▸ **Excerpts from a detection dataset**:
___

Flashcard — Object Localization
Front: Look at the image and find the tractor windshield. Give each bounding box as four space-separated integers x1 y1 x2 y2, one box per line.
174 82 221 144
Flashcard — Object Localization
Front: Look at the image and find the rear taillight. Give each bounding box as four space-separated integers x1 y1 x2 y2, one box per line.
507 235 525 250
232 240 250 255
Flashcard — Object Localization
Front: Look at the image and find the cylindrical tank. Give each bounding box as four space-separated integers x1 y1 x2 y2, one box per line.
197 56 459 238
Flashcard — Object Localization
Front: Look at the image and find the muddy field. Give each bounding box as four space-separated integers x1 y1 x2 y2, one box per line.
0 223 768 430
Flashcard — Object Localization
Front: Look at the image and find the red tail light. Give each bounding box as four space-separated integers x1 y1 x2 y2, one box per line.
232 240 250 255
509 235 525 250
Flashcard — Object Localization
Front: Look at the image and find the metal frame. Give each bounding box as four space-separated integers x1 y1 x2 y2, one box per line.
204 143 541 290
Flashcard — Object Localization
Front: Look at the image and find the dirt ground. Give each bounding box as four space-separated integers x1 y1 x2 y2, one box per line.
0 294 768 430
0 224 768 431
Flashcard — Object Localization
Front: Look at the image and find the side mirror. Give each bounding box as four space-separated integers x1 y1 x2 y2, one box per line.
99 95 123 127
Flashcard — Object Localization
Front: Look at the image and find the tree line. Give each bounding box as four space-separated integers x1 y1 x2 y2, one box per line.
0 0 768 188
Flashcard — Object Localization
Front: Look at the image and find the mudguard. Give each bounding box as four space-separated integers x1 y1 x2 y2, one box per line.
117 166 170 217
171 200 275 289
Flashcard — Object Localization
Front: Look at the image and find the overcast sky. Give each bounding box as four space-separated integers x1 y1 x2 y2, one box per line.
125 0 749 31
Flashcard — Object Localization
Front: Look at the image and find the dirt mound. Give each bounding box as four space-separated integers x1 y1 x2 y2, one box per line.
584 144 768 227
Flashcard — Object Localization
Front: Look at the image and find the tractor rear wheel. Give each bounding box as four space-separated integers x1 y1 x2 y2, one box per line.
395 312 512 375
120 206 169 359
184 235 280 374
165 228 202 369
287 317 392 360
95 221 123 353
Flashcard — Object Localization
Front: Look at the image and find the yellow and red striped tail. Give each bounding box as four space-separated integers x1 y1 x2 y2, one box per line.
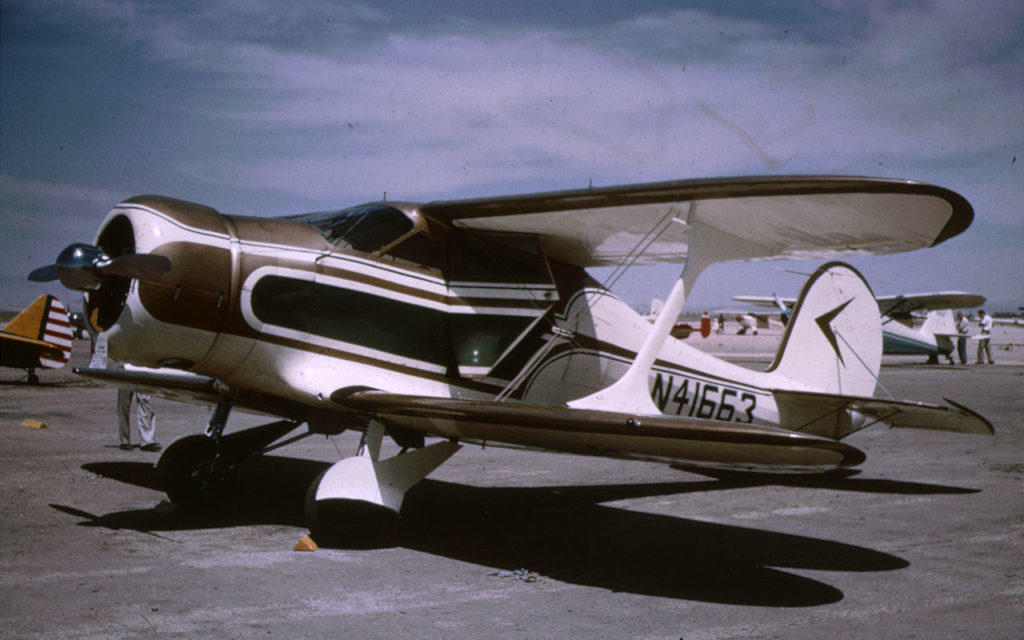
39 295 74 369
3 294 74 369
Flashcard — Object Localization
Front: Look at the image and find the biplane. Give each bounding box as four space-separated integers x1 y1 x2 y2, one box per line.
0 294 73 384
30 176 992 523
732 291 985 362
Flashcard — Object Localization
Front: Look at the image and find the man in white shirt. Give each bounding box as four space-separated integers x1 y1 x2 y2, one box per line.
956 311 971 365
89 333 160 452
978 309 995 365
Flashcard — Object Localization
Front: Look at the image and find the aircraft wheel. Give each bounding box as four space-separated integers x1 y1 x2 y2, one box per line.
157 435 233 508
303 469 401 549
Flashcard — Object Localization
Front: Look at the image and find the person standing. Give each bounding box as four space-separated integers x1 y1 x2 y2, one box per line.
978 309 995 365
89 333 160 452
956 311 971 365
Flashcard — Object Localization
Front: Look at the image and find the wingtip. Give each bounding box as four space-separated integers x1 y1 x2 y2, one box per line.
942 396 995 435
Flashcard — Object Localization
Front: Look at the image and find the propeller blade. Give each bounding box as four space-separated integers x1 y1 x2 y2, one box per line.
96 253 171 279
29 264 60 283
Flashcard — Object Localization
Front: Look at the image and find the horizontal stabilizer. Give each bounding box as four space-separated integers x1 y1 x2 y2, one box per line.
331 389 864 472
772 389 995 439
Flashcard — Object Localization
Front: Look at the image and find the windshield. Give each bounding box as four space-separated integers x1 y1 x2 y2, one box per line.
298 205 413 253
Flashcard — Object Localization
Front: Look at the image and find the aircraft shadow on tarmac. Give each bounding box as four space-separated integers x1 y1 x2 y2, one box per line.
51 456 973 607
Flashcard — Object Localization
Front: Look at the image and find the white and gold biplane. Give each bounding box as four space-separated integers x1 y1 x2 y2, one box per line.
30 176 992 522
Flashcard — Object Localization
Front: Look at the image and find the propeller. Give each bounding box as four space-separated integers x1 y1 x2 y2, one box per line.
29 243 171 291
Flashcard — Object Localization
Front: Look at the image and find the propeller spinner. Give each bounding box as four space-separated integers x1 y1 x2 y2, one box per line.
29 243 171 291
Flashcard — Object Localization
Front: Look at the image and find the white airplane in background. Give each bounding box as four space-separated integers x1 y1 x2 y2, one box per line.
30 176 992 530
732 291 985 362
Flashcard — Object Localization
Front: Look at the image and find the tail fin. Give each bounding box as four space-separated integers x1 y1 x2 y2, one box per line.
768 262 882 396
3 294 72 369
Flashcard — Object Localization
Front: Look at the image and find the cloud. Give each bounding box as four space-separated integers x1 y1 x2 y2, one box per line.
0 0 1024 307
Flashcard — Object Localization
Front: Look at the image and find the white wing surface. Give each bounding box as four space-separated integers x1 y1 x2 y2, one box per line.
420 176 974 267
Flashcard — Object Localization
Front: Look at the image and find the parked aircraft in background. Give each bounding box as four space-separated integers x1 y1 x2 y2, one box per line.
732 291 985 361
31 176 992 540
0 295 72 384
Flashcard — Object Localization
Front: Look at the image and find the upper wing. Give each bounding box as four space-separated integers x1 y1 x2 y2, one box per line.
876 291 985 315
331 389 864 471
772 389 995 439
420 176 974 267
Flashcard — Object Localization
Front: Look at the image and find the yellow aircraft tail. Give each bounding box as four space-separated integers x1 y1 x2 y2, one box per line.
3 294 72 369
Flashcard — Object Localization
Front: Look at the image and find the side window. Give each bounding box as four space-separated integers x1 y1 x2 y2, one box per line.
299 205 414 253
383 232 444 271
252 275 451 365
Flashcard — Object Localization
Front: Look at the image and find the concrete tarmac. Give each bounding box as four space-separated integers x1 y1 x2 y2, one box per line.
0 334 1024 639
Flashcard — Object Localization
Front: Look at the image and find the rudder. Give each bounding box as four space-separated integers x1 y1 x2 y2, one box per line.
768 262 882 396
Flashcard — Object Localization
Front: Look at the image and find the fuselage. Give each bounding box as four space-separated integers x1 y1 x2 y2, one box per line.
94 197 800 424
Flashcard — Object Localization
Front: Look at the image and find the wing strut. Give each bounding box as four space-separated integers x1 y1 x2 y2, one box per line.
568 210 765 416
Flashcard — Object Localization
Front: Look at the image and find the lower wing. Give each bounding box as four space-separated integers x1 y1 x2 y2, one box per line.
332 389 864 472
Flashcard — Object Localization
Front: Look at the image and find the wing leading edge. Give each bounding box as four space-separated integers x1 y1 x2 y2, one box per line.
419 176 974 267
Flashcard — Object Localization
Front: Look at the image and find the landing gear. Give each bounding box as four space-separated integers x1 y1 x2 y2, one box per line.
157 402 301 509
305 421 462 544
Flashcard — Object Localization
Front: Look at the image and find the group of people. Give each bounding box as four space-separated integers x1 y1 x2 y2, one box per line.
949 309 995 365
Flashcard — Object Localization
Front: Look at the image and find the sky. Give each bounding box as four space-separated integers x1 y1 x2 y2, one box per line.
0 0 1024 311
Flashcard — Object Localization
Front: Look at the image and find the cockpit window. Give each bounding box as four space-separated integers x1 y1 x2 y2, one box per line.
297 205 414 253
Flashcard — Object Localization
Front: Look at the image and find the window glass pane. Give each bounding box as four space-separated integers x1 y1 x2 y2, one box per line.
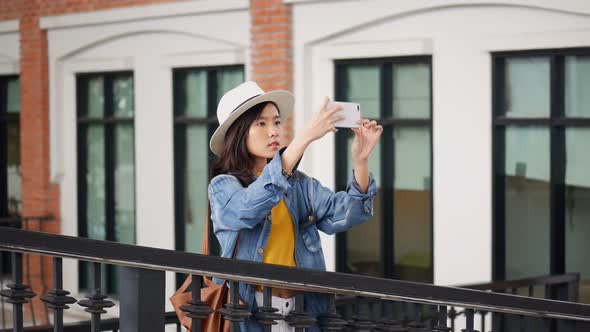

___

▸ **Your goal**: Count the lines in the data above that contain the word "tractor", and reply with the number alone.

▸ **Written answer**: 2